:: Data supplied ::
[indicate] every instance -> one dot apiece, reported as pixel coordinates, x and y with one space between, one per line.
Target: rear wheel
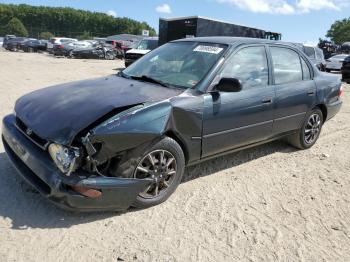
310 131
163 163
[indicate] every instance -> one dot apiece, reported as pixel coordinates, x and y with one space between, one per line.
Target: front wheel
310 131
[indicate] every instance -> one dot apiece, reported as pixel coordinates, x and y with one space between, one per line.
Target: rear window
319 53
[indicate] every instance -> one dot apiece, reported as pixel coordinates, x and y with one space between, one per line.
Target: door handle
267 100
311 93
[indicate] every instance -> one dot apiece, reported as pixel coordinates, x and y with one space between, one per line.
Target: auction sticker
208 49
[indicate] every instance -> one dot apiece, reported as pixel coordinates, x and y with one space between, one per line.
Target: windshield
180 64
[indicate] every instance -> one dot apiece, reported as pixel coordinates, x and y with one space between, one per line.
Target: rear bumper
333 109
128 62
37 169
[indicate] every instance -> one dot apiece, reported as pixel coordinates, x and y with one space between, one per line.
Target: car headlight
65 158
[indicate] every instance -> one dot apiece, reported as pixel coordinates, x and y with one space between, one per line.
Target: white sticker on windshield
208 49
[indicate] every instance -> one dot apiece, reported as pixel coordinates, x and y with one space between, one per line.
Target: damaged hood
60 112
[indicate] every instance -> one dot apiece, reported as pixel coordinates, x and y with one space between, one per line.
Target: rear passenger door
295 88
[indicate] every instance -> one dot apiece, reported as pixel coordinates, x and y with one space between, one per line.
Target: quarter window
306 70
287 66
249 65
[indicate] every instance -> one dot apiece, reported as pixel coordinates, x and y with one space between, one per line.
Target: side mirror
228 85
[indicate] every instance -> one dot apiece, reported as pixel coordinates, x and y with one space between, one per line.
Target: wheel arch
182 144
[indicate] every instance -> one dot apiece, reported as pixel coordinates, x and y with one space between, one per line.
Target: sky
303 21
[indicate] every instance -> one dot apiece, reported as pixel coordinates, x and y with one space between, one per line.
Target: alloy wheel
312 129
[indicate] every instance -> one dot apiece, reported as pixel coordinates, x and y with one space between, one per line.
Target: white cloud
:::
● **What the task requires**: Restate every record exactly, please; do not copy the pictures.

● **Output of the exercise**:
[indicate] every instance -> one dot apiece, reported as pixel coordinates, x and y with one space between, one per line.
Target: rear wheel
310 131
163 163
[indicate] every instance -> one dot apiece, reported as pixel coordinates, x and y with one space between, one per line.
Target: front wheel
310 131
[indicate] every instance -> one dot apiece, reported as pixel coordinates, x and y with one space between, one per line.
Target: rear window
319 53
[indicate] every instance -> one dot apiece, reported as pixel coordinates, x and y with one space between, one per line.
Target: door handle
267 100
311 93
[indicate] every instance -> one dot apiece, reported as pixel coordinates, x and y with one space between, one per line.
Target: auction sticker
208 49
[indicate] every instance -> one dot apiece, reported as pixel coordinates, x and y with one space between, one per line.
Target: windshield
180 64
[indicate] every instance -> one dot apiece, reported as pixel coordinates, x and y with one space between, one per line.
Target: rear bumper
333 109
128 62
37 169
[indicate] every instance -> one dot apiece, reported as pixel coordinates, x and y with one space between, one per line.
Target: car headlight
65 158
[indicate] every instance -> one dot apiece, reported as pixel coordinates, x and y with one space between, one per line.
Target: white sticker on windshield
208 49
[indicate] every instance -> one dot apiece, reported as pixel coordinates, x and y with one space between, one per line.
Target: damaged hood
60 112
[indicate] every instance -> one dot apiece, reported as pixel coordinates, x and y with one space between, one per line.
Target: rear passenger door
295 88
[indicate] every instance -> one dot apiece, reported as pixel coordinates, x and y with one space between, one per line.
Target: quarter window
306 70
287 66
249 65
[indicate] every instance -> one dot apiece, reported as pixel coordinates, x and y with one space between, one per line.
Target: side mirror
228 85
[indicate] every instance -> one dot apiece, reported as pixel coordinates, x and y with one space between, one per line.
Target: wheel arch
182 144
[indicate] every instance -> one dot apiece, reported as pixel coordinates, x and y with one space between, one per line.
Target: sky
303 21
[indicate] every instance -> one dot apiece, reported as pixel coordinates, x and y with one space between, one per line.
Target: alloy wheel
312 129
[indicate] every instance -> one dot apiece, reported as pixel coordinates, x and y with one space between, one per line.
Target: white cloud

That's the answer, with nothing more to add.